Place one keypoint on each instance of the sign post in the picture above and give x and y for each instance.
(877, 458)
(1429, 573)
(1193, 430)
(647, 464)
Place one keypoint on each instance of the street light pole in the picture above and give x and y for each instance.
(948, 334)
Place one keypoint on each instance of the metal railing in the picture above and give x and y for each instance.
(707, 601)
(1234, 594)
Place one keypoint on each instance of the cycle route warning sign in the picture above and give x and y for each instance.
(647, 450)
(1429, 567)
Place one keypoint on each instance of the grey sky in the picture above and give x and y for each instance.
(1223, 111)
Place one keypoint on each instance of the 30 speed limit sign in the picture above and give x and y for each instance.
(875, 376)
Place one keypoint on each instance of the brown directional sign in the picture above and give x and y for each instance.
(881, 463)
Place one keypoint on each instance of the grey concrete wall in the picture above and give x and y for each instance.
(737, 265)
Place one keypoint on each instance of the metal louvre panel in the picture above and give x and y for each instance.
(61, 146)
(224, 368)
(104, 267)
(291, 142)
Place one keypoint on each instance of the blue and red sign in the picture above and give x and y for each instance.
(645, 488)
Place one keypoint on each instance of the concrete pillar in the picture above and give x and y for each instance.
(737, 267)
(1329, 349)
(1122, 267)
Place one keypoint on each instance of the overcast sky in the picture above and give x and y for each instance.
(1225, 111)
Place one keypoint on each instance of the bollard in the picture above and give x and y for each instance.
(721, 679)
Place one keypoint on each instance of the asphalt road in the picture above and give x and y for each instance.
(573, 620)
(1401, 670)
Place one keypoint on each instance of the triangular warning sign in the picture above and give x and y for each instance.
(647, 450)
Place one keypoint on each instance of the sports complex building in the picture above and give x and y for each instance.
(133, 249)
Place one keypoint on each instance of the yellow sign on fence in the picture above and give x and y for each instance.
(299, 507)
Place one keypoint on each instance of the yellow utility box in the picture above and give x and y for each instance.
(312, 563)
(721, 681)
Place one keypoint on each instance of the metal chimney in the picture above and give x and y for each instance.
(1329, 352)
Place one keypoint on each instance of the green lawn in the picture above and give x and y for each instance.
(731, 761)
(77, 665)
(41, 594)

Arbeitsauftrag:
Tausche im gesamten Material „keypoint“ gegen „marker“ aus. Gib das Material sonst unverändert wieder.

Lösung:
Place one marker on each instance of the sign post in the picture above and give x and y for each instance.
(877, 458)
(1429, 573)
(1193, 430)
(647, 464)
Place one marker on each instance of the street light pole in the picture above and give x and y for each instance.
(948, 334)
Place one marker on each instance of the metal railing in the picture above and give x and y for each instance.
(707, 601)
(1234, 594)
Place one marker on each instance of the cycle route warning sign in the picture above and give x and y for each instance.
(647, 450)
(1429, 567)
Place one marker on each instance of the grey sky in the picture above and give x and y for each instance.
(1223, 111)
Place one marker on each instance of the 30 speed limit sign in the picture above and give x and y for each instance.
(875, 376)
Place one marker on each instance of the brown directional sign in the picture above and give x and y for each instance.
(881, 463)
Place one marker on each instance of the grey concrete wall in the picture above and give x and y for each instance.
(737, 265)
Place one marker on each instance of the metal louvre panel in the picture above and give x and y for each instance.
(61, 146)
(224, 368)
(104, 267)
(291, 142)
Place one marker on each instance of the blue and red sign in the picture above and give x and y for each instance.
(645, 488)
Place one marker on each instance of the concrete pillar in the picture above and give x and y for each instance.
(737, 267)
(1329, 349)
(1122, 267)
Place one marker on each instance of the overcast sky in the picture above and give x and y for each instance.
(1225, 111)
Place one marker on each instance of the bollard in the picture above and give x and y for each instance.
(721, 679)
Place one marker on each instance of the asphalt road in the picture above and give x and y for each instance.
(573, 620)
(1401, 670)
Place one marker on each instance of the triangular warning sign in the picture above and give x and y for each instance.
(647, 450)
Place one marker on each instance of the sports complex building in the picture above and give x and y for each instance.
(133, 249)
Place one marker on each instance of the yellow sign on fence in the picture above and give x and y for each instance.
(299, 507)
Place one marker on each instance of the yellow utility box in the picture above and give x and y for each instance.
(312, 563)
(721, 681)
Place one marker on each instance of the metal chimney in the picture above and give x and y for each instance.
(1329, 352)
Place one marker on each instance of the green lawn in the picture above and give x and y for each instance.
(731, 761)
(77, 665)
(41, 594)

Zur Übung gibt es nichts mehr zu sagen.